=== Selected text ===
● ● ● ● ● ● ●

I am saying this non-sense because the frames/boxes in the Lang system are large enough to NOT be managed by the box (unless you want to eventually injure yourself).

Disclaimer: I am a little guy, hence the opinions.


----------



## Litsinger (Jun 14, 2018)

GregV said:


> I recall you are using Lang system.
> IMO, the Lang system is not an honest "by-the-box" system (unless you are a commercial with heavy equipment OR only using medium 8 boxes).


GregV:

You have a good memory- I am running an all 8-frame medium set-up with unlimited broodnest, which is what gets me pining for a suitable "by the box" approach. Your suggestions are interesting and thought-provoking- I had not even considered running a Langstroth hive with frames oriented perpendicular to the entrance- might involve a lot of frame and frame rest modifications?

As a first step, I might try adding an empty and a drawn empty box to the bottom of two hives respectively to see what happens in my situation. I found this series of videos of the process using empty top bars with a true Warre set-up:

https://youtu.be/8--57s7-Y2s

https://youtu.be/TySe8a_MOC0

https://youtu.be/3W7zfu08A0Y

Thanks again for all the help and input.

Have a great afternoon.

Russ


----------



## little_john (Aug 4, 2014)

Litsinger said:


> [...] where does the drawn comb come from to add to the bottom? If one is following an 'up-and-out' approach it would seem that your drawn empties will be your oldest comb?


Hi Russ

From the same source:


> In the frames of the stable-climate hive, wiring is unnecessary because the surface area is small. Also, for extracting certain honeys *in a professional radial extractor,* the addition of wire cages, once and for all, is easy and quicker.


So - as I interpret the 'Delon Method' - it's one of "up and out" with regard to non-extracted combs, and only then if their colour warrants it. Combs used for extracted honey only (together with any other light-coloured combs) are presumably stored when not required, and so form a stock which can be drawn from for expansion purposes in early Spring and for adding temporary 'top boxes' when the main flow commences.
'best
LJ


----------



## GregB (Dec 26, 2017)

Litsinger said:


> GregV:
> 
> ....... might involve a lot of frame and frame rest modifications?
> 
> Russ


Not at all - continue as is.
But since you are into experimenting can try something like attached.







The warm way is the easiest way to have bees discriminating frames (brood vs. honey).
I don't even know anyone tried this way before (the warm way holes on Lang boxes).
Heck, would be fun to try it.

I did forget you run 8-frame medium boxes; indeed, some kind of a "by-the-box" scheme should work.

● ● ● ● ● ● ●

=== Recorded information ===
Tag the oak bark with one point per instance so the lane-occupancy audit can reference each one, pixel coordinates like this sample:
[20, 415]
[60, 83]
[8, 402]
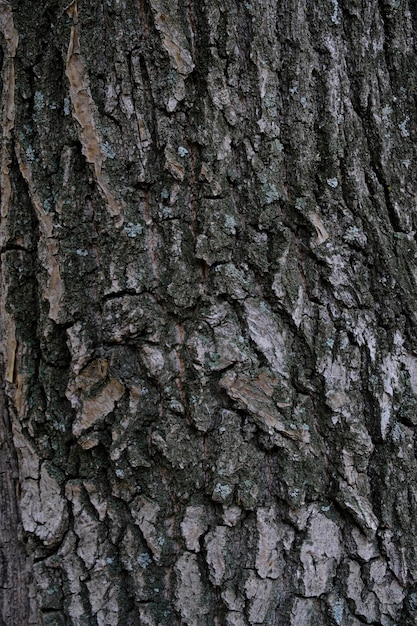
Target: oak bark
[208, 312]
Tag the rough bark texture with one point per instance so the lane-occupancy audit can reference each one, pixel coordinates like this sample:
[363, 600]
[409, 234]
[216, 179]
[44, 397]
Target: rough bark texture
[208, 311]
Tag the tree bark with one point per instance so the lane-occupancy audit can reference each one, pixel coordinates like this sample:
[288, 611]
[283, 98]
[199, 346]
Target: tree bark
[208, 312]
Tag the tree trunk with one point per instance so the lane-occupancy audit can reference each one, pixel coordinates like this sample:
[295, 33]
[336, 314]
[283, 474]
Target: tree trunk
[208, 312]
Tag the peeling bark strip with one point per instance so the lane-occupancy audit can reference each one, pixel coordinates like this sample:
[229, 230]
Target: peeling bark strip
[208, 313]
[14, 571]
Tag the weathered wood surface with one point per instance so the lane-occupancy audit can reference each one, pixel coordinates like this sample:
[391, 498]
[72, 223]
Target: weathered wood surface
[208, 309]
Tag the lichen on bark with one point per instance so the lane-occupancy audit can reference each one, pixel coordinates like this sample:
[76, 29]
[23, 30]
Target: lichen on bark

● ● ● ● ● ● ●

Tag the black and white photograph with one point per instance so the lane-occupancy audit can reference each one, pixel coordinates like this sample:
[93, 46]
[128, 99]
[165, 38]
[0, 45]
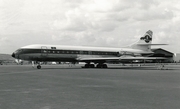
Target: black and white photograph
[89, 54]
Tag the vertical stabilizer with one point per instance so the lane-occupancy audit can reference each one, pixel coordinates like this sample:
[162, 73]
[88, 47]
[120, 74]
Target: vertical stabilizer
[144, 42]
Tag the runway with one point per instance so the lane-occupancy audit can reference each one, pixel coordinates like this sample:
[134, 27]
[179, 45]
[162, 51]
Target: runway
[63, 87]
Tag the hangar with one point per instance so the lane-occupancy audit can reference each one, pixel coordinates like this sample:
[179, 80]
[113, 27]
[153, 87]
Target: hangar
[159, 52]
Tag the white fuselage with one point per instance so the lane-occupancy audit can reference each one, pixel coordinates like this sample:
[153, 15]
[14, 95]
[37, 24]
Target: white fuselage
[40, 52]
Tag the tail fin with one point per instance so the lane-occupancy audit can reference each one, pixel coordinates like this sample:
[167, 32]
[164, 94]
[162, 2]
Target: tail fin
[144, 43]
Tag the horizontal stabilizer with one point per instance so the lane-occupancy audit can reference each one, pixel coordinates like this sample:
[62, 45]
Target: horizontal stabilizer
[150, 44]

● ● ● ● ● ● ●

=== Set tasks ===
- 1) Return the passage of the beekeeping forum thread starting with "You have a good" and going on through "a great afternoon.", copied word for word.
- 2) Resume the beekeeping forum thread from its last sentence, writing what comes next.

=== Answers given ===
- 1)
You have a good memory- I am running an all 8-frame medium set-up with unlimited broodnest, which is what gets me pining for a suitable "by the box" approach. Your suggestions are interesting and thought-provoking- I had not even considered running a Langstroth hive with frames oriented perpendicular to the entrance- might involve a lot of frame and frame rest modifications?

As a first step, I might try adding an empty and a drawn empty box to the bottom of two hives respectively to see what happens in my situation. I found this series of videos of the process using empty top bars with a true Warre set-up:

https://youtu.be/8--57s7-Y2s

https://youtu.be/TySe8a_MOC0

https://youtu.be/3W7zfu08A0Y

Thanks again for all the help and input.

Have a great afternoon.

- 2)
These are approaching the warre sizing.


----------



## odfrank (May 13, 2002)

Litsinger said:


> ODFrank:Thank you for your response. I sincerely appreciate it. Have you developed a comb renewal system/evaluation paradigm over the years that has worked well for you?Thank you again. I do appreciate it. Russ


I used to brand year of 1st service onto all new frames. At one point I melted anything older than 2005 that was not in use. But doing that removed the best bait for swarm traps. And swarms kept moving into the piles of comb to be melted and the piles of frames that had been melted. So I concluded that if the bees loved old combs a much as they do, why am I melting them all down? Videos of swarms moving onto old combs:

https://www.youtube.com/watch?v=PvR0ybmcs1A

https://www.youtube.com/watch?v=LpEH61fSbWI


----------



## GregB (Dec 26, 2017)

odfrank said:


> So I concluded that if the bees loved old combs a much as they do, why am I melting them all down?


Good point and got me thinking.
The renewal <> melting.
The renewal = removing the combs out of general use department and re-purposing them (typically moving into the swarm department).
I have this big plastic container with tight lid - full of old comb (for traps and such).
When I was just starting out with literally nothing I was *begging* people for old combs.


----------



## Litsinger (Jun 14, 2018)

little_john said:


> So - as I interpret the 'Delon Method' - it's one of "up and out" with regard to non-extracted combs, and only then if their colour warrants it. Combs used for extracted honey only (together with any other light-coloured combs) are presumably stored when not required, and so form a stock which can be drawn from for expansion purposes in early Spring and for adding temporary 'top boxes' when the main flow commences.


LJ:

Thank you for the feedback. I do appreciate it, and I have printed out the 'Stable-Climate Hive – 'Nature's Method' publication for reading as soon as time allows.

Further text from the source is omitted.